• [TASK STATEMENT]: Copy the passage below about downloading sequencing data with basespace-cli, beginning at the words "Install basespace-cli on" and stopping after "mount further below.". Change "robust" to "stable" as you go.

• [PASSAGE SHOWN]:
★ ★ ★ ★

Large files in EBS volumes could also be moved to S3. For example, Standard S3 rates are 77% below General Purpose SSD (gp2) volume prices per GB. Additionally, you pay only for data used, and S3 capacity is doesn’t need to be provisioned. And the data is replicated across three AZs at least.

Install basespace-cli on EC2 instance

Now that we have a functioning "computer", we have can use basespace-cli to download the sequencing data.

There are actually 2 options to download, basespace-cli and basespace mount. I found the cli more robust and reliable, hence will focus on cli here, but will mention a few details for basespace mount further below.

To install the cli, follow this guideline for more details, in short:

mkdir $HOME/bin
wget "https://launch.basespace.illumina.com/CLI/latest/amd64-linux/bs" -O $HOME/bin/bs
chmod +x $HOME/bin/bs
PATH=$PATH:/bin

Authenticate Illumina account using below:

bs auth
j# or
bs auth --api-server=https://api.euw2.sh.basespace.illumina.com

Download the sequencing data (fastq files) on the EBS disk using basespace-cli

There are multiple ways to download fastq files, however I found "project" centric download most useful (alternative being runs and session for instance).

★ ★ ★ ★

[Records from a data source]
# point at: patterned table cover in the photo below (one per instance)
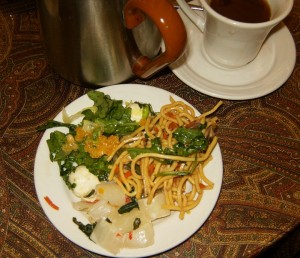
(259, 204)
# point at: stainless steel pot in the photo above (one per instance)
(104, 42)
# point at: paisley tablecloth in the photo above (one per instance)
(258, 211)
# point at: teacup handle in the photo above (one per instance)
(193, 16)
(170, 25)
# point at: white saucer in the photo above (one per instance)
(271, 68)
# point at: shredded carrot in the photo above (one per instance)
(173, 126)
(48, 200)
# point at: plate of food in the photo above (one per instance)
(129, 170)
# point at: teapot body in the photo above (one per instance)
(88, 43)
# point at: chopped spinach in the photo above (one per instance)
(86, 229)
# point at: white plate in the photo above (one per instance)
(169, 232)
(271, 68)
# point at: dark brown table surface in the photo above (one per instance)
(259, 205)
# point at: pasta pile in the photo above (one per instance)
(181, 179)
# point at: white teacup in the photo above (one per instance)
(232, 44)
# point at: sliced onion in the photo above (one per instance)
(154, 210)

★ ★ ★ ★

• [TASK RESULT]:
Install basespace-cli on EC2 instance

Now that we have a functioning "computer", we have can use basespace-cli to download the sequencing data.

There are actually 2 options to download, basespace-cli and basespace mount. I found the cli more stable and reliable, hence will focus on cli here, but will mention a few details for basespace mount further below.